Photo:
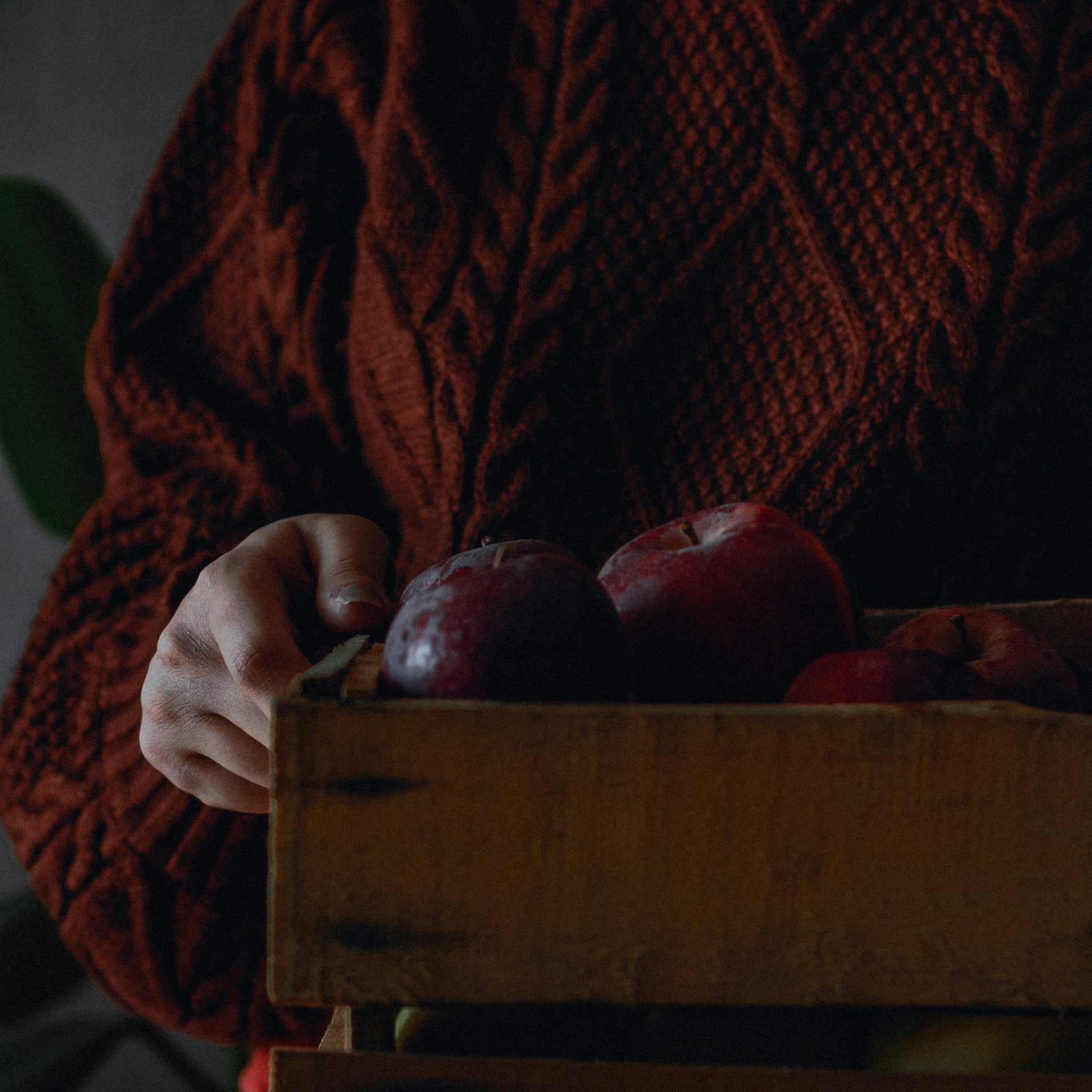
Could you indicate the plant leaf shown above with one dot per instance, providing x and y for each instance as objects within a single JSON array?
[
  {"x": 36, "y": 969},
  {"x": 52, "y": 269}
]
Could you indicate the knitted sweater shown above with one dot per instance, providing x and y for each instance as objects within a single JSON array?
[{"x": 565, "y": 269}]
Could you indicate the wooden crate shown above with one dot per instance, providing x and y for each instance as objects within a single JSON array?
[{"x": 484, "y": 852}]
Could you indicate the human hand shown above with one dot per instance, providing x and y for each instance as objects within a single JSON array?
[{"x": 236, "y": 642}]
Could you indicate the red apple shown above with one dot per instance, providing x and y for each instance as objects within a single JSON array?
[
  {"x": 885, "y": 675},
  {"x": 1014, "y": 660},
  {"x": 472, "y": 560},
  {"x": 530, "y": 625},
  {"x": 727, "y": 605}
]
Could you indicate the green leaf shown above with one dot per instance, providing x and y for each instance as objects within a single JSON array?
[
  {"x": 36, "y": 969},
  {"x": 52, "y": 269},
  {"x": 58, "y": 1056}
]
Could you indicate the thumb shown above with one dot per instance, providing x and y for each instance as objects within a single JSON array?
[{"x": 350, "y": 555}]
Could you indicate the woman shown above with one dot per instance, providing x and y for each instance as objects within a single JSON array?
[{"x": 415, "y": 274}]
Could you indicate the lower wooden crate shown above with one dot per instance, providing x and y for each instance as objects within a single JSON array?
[{"x": 321, "y": 1072}]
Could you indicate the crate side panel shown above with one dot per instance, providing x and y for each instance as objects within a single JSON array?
[{"x": 929, "y": 855}]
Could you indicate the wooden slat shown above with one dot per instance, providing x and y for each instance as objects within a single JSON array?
[
  {"x": 325, "y": 679},
  {"x": 308, "y": 1072},
  {"x": 792, "y": 855}
]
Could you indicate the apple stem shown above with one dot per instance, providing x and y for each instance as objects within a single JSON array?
[
  {"x": 960, "y": 623},
  {"x": 686, "y": 528}
]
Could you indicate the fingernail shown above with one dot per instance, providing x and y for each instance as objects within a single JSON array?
[{"x": 363, "y": 594}]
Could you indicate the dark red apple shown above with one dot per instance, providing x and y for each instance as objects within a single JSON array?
[
  {"x": 473, "y": 560},
  {"x": 515, "y": 623},
  {"x": 886, "y": 675},
  {"x": 727, "y": 605},
  {"x": 1015, "y": 661}
]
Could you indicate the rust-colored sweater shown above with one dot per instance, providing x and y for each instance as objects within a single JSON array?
[{"x": 564, "y": 268}]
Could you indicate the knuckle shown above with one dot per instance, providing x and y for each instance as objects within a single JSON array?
[
  {"x": 253, "y": 664},
  {"x": 187, "y": 774},
  {"x": 173, "y": 651}
]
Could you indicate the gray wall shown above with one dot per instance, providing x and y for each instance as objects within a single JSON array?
[{"x": 89, "y": 93}]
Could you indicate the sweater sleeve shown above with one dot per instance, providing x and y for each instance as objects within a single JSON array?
[{"x": 216, "y": 375}]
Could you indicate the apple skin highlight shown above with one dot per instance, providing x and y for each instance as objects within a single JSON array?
[{"x": 727, "y": 605}]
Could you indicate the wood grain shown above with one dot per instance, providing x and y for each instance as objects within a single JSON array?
[
  {"x": 308, "y": 1072},
  {"x": 487, "y": 852}
]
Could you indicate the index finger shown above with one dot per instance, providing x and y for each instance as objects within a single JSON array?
[{"x": 248, "y": 619}]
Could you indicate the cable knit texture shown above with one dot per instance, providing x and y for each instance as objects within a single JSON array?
[{"x": 562, "y": 268}]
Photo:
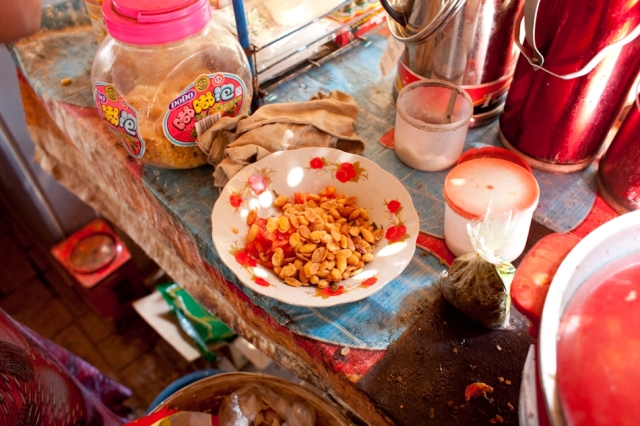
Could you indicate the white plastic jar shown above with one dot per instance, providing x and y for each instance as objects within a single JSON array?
[
  {"x": 164, "y": 67},
  {"x": 472, "y": 186}
]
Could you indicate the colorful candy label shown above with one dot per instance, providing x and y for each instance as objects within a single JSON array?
[
  {"x": 208, "y": 99},
  {"x": 120, "y": 117}
]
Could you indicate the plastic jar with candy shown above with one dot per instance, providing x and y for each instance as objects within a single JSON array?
[{"x": 164, "y": 68}]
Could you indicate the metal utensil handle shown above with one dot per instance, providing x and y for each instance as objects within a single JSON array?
[
  {"x": 530, "y": 14},
  {"x": 394, "y": 14}
]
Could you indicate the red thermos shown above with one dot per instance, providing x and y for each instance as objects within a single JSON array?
[
  {"x": 619, "y": 169},
  {"x": 570, "y": 85}
]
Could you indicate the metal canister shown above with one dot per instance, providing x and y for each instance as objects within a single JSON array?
[
  {"x": 619, "y": 168},
  {"x": 466, "y": 42},
  {"x": 579, "y": 62}
]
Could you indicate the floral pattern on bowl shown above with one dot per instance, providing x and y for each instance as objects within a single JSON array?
[{"x": 310, "y": 170}]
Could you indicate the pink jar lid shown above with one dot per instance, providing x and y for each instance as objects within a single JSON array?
[
  {"x": 470, "y": 186},
  {"x": 149, "y": 22}
]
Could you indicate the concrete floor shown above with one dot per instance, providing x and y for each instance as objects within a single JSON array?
[{"x": 38, "y": 293}]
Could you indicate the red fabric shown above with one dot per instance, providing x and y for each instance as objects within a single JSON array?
[{"x": 43, "y": 384}]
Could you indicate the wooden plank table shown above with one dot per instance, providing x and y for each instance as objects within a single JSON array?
[{"x": 405, "y": 360}]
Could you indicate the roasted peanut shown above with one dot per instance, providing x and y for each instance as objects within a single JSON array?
[
  {"x": 330, "y": 238},
  {"x": 252, "y": 216},
  {"x": 280, "y": 201}
]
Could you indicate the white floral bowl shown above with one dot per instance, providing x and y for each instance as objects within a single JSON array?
[{"x": 311, "y": 170}]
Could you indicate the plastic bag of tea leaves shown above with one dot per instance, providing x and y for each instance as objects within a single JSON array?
[{"x": 478, "y": 284}]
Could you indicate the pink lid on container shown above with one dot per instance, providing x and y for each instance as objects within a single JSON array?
[
  {"x": 149, "y": 22},
  {"x": 470, "y": 186}
]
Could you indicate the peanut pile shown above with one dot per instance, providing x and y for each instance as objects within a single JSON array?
[{"x": 330, "y": 239}]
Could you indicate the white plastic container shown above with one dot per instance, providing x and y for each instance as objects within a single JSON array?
[
  {"x": 471, "y": 187},
  {"x": 432, "y": 119}
]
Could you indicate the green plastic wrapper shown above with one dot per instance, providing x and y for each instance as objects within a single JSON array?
[{"x": 204, "y": 328}]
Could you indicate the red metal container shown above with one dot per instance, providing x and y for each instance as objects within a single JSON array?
[
  {"x": 619, "y": 169},
  {"x": 577, "y": 66}
]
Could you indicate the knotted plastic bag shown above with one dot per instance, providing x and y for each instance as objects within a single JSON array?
[
  {"x": 478, "y": 284},
  {"x": 257, "y": 405}
]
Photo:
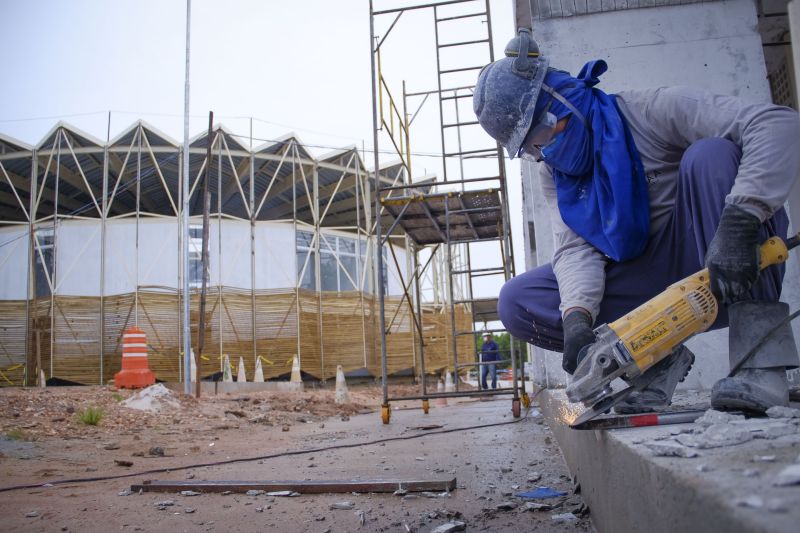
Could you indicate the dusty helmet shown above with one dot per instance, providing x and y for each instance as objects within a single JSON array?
[{"x": 506, "y": 92}]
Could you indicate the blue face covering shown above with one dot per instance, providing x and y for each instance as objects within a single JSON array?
[
  {"x": 598, "y": 173},
  {"x": 571, "y": 151}
]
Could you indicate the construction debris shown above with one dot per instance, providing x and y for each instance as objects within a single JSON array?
[
  {"x": 788, "y": 476},
  {"x": 289, "y": 488},
  {"x": 670, "y": 449},
  {"x": 155, "y": 398},
  {"x": 450, "y": 527}
]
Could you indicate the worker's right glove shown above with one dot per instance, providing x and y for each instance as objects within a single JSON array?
[
  {"x": 733, "y": 255},
  {"x": 577, "y": 334}
]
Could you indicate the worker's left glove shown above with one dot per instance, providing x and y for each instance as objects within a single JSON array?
[
  {"x": 577, "y": 334},
  {"x": 733, "y": 255}
]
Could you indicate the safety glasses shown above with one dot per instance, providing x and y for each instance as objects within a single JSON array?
[
  {"x": 542, "y": 132},
  {"x": 539, "y": 136}
]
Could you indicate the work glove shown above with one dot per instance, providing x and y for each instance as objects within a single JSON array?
[
  {"x": 733, "y": 255},
  {"x": 577, "y": 334}
]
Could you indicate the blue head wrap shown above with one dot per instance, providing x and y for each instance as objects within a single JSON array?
[{"x": 599, "y": 177}]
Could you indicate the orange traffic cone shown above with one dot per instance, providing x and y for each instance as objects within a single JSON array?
[{"x": 135, "y": 373}]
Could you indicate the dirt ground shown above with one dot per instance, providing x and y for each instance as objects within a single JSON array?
[{"x": 43, "y": 441}]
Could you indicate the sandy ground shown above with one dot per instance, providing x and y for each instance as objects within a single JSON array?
[{"x": 43, "y": 441}]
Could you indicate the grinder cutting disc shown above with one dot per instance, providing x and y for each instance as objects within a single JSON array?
[{"x": 602, "y": 406}]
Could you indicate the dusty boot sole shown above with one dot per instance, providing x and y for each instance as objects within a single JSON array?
[
  {"x": 650, "y": 400},
  {"x": 728, "y": 395}
]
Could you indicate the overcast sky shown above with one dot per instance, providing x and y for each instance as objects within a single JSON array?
[{"x": 299, "y": 66}]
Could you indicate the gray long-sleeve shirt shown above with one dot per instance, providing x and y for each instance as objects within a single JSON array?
[{"x": 664, "y": 122}]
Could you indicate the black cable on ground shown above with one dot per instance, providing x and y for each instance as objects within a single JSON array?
[{"x": 261, "y": 457}]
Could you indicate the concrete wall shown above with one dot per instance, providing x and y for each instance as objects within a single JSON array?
[{"x": 713, "y": 45}]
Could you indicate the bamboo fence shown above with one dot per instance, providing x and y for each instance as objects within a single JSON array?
[{"x": 324, "y": 329}]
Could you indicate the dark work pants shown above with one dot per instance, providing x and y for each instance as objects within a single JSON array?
[{"x": 528, "y": 304}]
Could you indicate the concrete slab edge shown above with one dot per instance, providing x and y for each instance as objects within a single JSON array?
[
  {"x": 209, "y": 387},
  {"x": 628, "y": 489}
]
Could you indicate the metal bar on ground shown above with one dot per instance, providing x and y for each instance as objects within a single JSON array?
[
  {"x": 303, "y": 487},
  {"x": 457, "y": 394}
]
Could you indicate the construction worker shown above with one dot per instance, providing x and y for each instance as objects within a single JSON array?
[
  {"x": 643, "y": 188},
  {"x": 489, "y": 352}
]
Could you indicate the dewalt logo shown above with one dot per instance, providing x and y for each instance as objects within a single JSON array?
[{"x": 648, "y": 337}]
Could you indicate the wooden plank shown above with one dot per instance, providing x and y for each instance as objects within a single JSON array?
[{"x": 303, "y": 487}]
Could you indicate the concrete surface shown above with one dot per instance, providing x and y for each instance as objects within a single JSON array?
[
  {"x": 724, "y": 489},
  {"x": 489, "y": 463}
]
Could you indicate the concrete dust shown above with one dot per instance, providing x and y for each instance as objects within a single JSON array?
[
  {"x": 44, "y": 441},
  {"x": 155, "y": 399}
]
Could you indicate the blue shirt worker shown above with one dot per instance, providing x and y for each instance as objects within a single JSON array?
[
  {"x": 489, "y": 352},
  {"x": 643, "y": 188}
]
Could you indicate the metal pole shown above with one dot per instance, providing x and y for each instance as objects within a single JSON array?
[
  {"x": 449, "y": 259},
  {"x": 378, "y": 249},
  {"x": 31, "y": 278},
  {"x": 55, "y": 254},
  {"x": 253, "y": 247},
  {"x": 204, "y": 258},
  {"x": 439, "y": 88},
  {"x": 103, "y": 248},
  {"x": 418, "y": 291},
  {"x": 220, "y": 302},
  {"x": 187, "y": 341}
]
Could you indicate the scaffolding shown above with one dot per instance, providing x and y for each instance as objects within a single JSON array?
[
  {"x": 447, "y": 218},
  {"x": 90, "y": 245}
]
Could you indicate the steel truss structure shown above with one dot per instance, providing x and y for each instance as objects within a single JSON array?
[
  {"x": 110, "y": 194},
  {"x": 450, "y": 217}
]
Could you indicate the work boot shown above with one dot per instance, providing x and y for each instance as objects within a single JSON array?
[
  {"x": 752, "y": 389},
  {"x": 760, "y": 382},
  {"x": 658, "y": 394}
]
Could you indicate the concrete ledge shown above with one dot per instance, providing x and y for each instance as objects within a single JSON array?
[
  {"x": 629, "y": 489},
  {"x": 221, "y": 387}
]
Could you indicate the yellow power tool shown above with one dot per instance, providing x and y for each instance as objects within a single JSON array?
[{"x": 629, "y": 346}]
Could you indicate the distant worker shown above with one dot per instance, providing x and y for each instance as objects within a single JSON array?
[
  {"x": 489, "y": 352},
  {"x": 644, "y": 188}
]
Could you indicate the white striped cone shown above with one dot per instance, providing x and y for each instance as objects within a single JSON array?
[
  {"x": 258, "y": 377},
  {"x": 134, "y": 372},
  {"x": 449, "y": 386},
  {"x": 193, "y": 366},
  {"x": 342, "y": 395},
  {"x": 227, "y": 373},
  {"x": 241, "y": 377}
]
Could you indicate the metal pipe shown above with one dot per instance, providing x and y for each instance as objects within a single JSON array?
[
  {"x": 418, "y": 294},
  {"x": 421, "y": 6},
  {"x": 439, "y": 87},
  {"x": 378, "y": 249},
  {"x": 204, "y": 257},
  {"x": 103, "y": 214},
  {"x": 458, "y": 394},
  {"x": 253, "y": 245},
  {"x": 55, "y": 253},
  {"x": 30, "y": 271},
  {"x": 187, "y": 341}
]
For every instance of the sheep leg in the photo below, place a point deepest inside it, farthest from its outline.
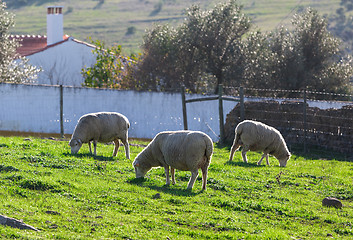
(263, 155)
(95, 147)
(243, 153)
(233, 149)
(89, 145)
(172, 171)
(127, 147)
(166, 169)
(116, 147)
(204, 176)
(193, 177)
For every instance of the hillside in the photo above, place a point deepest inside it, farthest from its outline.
(124, 22)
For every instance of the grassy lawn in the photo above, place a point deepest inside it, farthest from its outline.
(85, 197)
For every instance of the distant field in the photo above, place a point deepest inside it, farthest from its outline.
(110, 21)
(86, 197)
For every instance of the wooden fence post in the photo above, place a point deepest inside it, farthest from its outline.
(185, 119)
(220, 110)
(304, 120)
(61, 112)
(242, 109)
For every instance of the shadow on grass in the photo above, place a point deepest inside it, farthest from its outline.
(147, 183)
(89, 155)
(320, 153)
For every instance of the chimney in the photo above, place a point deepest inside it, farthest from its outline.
(55, 26)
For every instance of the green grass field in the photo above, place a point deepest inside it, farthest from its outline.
(110, 21)
(85, 197)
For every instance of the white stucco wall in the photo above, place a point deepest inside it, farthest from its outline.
(62, 63)
(35, 108)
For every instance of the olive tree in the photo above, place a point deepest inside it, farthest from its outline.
(310, 56)
(197, 53)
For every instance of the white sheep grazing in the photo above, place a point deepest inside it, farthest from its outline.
(182, 150)
(101, 127)
(257, 136)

Task brief —
The lines from the one with "For every instance of the green" through the final line of the data are to be reproduced exactly, both included, with no other lines.

Solution to the exercise —
For every instance of the green grass field in the photo above, place a point deepest inside it, farthest from its outline.
(110, 21)
(85, 197)
For every instance of the white stucco wall in the photo above, place a point deepest inside it, farthest from its outline.
(62, 63)
(35, 108)
For every instance of the olive tree in the photo above, place a point deepest inside it, farthest from its outline.
(310, 56)
(197, 53)
For every instance of the white sheep grazing in the photo above, place a point deepest inside it, farthest from its outline.
(182, 150)
(101, 127)
(257, 136)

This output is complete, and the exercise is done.